• Exercise set:
a. Answer these questions on the excerpted passage about determinants:
(i) What is \(D_n\) called?
(ii) Which rule is used to conclude that the coefficients are all zero?
(iii) What does Step 4 deal with?
b. Show every line of the rows that contains the word "background".

• Excerpted passage:

But \(det M = {\omega_1}^{2 (1)} \begin{pmatrix} 1 & ... & {\omega_n}^{2 (1)} \\ {\omega_1}^{2 (1)} & ... & {\omega_n}^{2 (2)} \\ ... \\ {\omega_1}^{2 (n - 1)} & ... & {\omega_n}^{2 (n)} \end{pmatrix}\), by a property of determinant, and likewise, \(= ... = {\omega_1}^{2 (1)} ... {\omega_n}^{2 (1)} \begin{pmatrix} 1 & ... & 1 \\ {\omega_1}^{2 (1)} & ... & {\omega_n}^{2 (1)} \\ ... \\ {\omega_1}^{2 (n - 1)} & ... & {\omega_n}^{2 (n - 1)} \end{pmatrix} = {\omega_1}^{2 (1)} ... {\omega_n}^{2 (1)} D_n ({\omega_1}^2, ..., {\omega_n}^2)\), where \(D_n\) is the Vandermonde determinant, and as \(\{\omega_1, ..., \omega_n\}\) is distinct, \(\{{\omega_1}^2, ..., {\omega_n}^2\}\) is distinct, and \(det M \neq 0\).
\(det M' = \omega_1 \begin{pmatrix} 1 & ... & \omega_n \\ {\omega_1}^{2 (1)} & ... & {\omega_n}^{2 (1) + 1} \\ ... \\ {\omega_1}^{2 (n - 1)} & ... & {\omega_n}^{2 (n - 1) + 1} \end{pmatrix}\), by a property of determinant, and likewise, \(= ... = \omega_1 ... \omega_n \begin{pmatrix} 1 & ... & 1 \\ {\omega_1}^{2 (1)} & ... & {\omega_n}^{2 (1)} \\ ... \\ {\omega_1}^{2 (n - 1)} & ... & {\omega_n}^{2 (n - 1)} \end{pmatrix} = \omega_1 ... \omega_n D_n ({\omega_1}^2, ..., {\omega_n}^2)\), and \(det M' \neq 0\), likewise.
By Cramer's rule for any system of linear equations, \(\{c_1, ..., c_n\} = \{c'_1, ..., c'_n\} = \{0\}\).
Inevitably, \(c = 0\).
Step 4:
Then, let us deal with the general case.
\(c_j cos (\omega_j t + \theta_j) + c'_j sin (\omega_j t + \theta'_j) = c_j (cos (\omega_j t) cos (\theta_j) - sin (\omega_j t) sin (\theta_j)) + c'_j (sin (\omega_j t) cos (\theta'_j) + cos (\omega_j t) sin (\theta'_j)) = (c_j cos (\theta_j) + c'_j sin (\theta'_j)) cos (\omega_j t) + (- c_j sin (\theta_j) + c'_j cos (\theta'_j)) sin (\omega_j t)\).

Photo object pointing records
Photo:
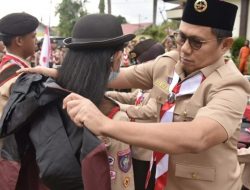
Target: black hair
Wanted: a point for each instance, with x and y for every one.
(86, 72)
(221, 34)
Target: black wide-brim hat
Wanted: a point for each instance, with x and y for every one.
(212, 13)
(96, 31)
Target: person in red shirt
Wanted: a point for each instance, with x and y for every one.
(243, 56)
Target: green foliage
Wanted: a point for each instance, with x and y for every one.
(121, 19)
(160, 32)
(69, 11)
(101, 6)
(238, 43)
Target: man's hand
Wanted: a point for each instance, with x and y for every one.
(84, 113)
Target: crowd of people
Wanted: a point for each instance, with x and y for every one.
(178, 129)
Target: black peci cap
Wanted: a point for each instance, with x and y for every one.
(212, 13)
(17, 24)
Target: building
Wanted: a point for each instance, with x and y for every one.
(241, 27)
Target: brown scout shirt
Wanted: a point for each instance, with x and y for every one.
(222, 96)
(244, 158)
(145, 112)
(119, 153)
(150, 105)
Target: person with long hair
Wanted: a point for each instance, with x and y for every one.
(69, 158)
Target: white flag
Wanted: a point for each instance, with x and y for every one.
(46, 50)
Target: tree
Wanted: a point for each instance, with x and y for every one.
(101, 6)
(121, 19)
(69, 11)
(158, 33)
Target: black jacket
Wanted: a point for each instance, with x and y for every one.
(67, 156)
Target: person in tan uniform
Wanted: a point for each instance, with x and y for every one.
(244, 158)
(207, 104)
(140, 107)
(18, 33)
(119, 153)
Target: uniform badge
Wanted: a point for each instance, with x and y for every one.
(112, 175)
(169, 80)
(126, 182)
(200, 5)
(106, 141)
(111, 160)
(163, 85)
(124, 160)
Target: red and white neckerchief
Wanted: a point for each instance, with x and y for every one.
(186, 87)
(139, 98)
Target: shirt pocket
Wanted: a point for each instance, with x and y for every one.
(194, 172)
(185, 110)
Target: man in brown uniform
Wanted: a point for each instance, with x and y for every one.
(202, 139)
(17, 31)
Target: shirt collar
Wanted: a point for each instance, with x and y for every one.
(206, 71)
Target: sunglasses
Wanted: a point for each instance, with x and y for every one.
(194, 42)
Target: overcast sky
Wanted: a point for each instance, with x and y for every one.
(133, 10)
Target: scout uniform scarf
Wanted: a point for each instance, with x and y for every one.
(186, 87)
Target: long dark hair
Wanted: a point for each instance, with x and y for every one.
(86, 72)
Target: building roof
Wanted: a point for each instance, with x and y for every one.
(133, 28)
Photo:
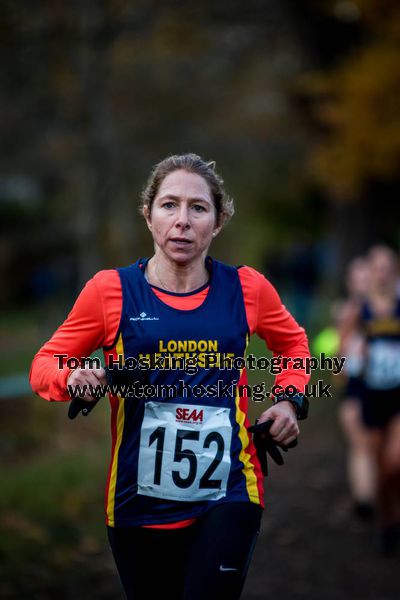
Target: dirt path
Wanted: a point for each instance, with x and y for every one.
(310, 545)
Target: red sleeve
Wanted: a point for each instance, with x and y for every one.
(92, 323)
(268, 317)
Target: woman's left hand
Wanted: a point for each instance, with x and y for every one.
(284, 428)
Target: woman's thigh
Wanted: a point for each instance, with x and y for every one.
(221, 545)
(150, 562)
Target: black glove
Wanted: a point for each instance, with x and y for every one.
(115, 377)
(264, 444)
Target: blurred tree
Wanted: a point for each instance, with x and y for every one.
(354, 104)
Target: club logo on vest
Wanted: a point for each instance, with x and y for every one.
(144, 317)
(188, 415)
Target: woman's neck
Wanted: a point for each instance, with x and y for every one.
(174, 277)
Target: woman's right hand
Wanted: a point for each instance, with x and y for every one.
(87, 378)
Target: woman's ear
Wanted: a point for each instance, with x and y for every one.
(217, 230)
(147, 216)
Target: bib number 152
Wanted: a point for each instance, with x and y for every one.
(184, 461)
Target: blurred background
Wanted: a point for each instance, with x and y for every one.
(297, 101)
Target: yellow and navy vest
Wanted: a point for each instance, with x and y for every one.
(382, 366)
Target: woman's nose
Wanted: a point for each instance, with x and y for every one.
(183, 217)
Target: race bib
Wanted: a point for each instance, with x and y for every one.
(383, 372)
(184, 452)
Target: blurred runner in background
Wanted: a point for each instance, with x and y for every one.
(380, 318)
(360, 464)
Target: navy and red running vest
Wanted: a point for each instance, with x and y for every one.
(179, 450)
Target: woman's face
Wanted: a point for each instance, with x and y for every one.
(183, 217)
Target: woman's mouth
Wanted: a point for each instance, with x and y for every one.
(181, 242)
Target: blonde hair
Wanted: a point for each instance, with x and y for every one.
(193, 164)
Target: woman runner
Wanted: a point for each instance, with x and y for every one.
(184, 495)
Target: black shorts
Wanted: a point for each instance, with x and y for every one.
(204, 561)
(380, 406)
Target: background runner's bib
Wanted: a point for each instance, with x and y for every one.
(184, 452)
(382, 367)
(383, 371)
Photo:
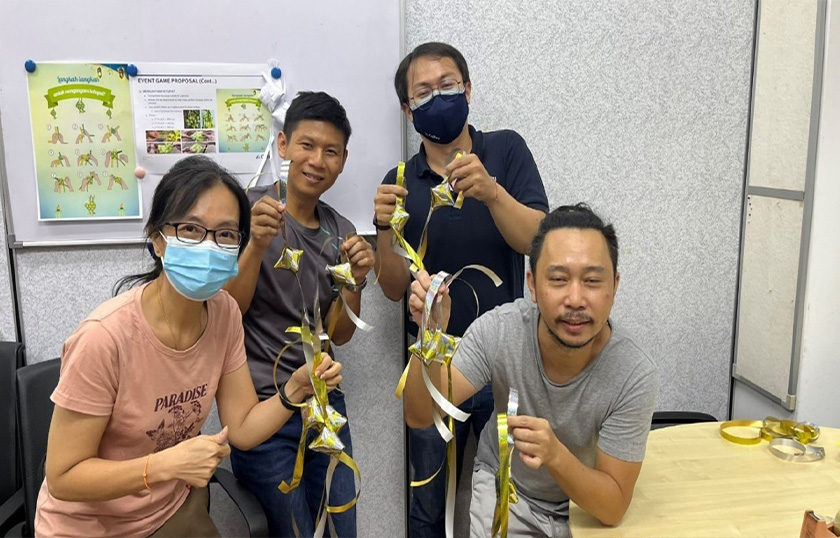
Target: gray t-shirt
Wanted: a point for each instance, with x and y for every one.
(277, 299)
(608, 405)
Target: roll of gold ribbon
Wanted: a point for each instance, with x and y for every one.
(768, 429)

• Expected results:
a.
(i) The Vandermonde determinant.
(ii) Cramer's rule.
(iii) The general case.

b.
Target: blurred background
Target: blurred runner in background
Target: background runner's bib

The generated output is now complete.